═════ DATA SECTION ═════

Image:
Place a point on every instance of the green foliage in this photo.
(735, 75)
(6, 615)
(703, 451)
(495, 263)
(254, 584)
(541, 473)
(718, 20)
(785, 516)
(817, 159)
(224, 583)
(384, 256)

═════

→ **YOUR OBJECTIVE**:
Rewrite the material with "green foliage" replaced by "leafy greenery" and nothing else altered.

→ **THE SOLUTION**:
Image:
Place a point on every instance of the leafy greenery in this photo.
(735, 75)
(6, 615)
(703, 451)
(495, 263)
(254, 584)
(541, 473)
(718, 20)
(785, 516)
(817, 159)
(224, 583)
(384, 256)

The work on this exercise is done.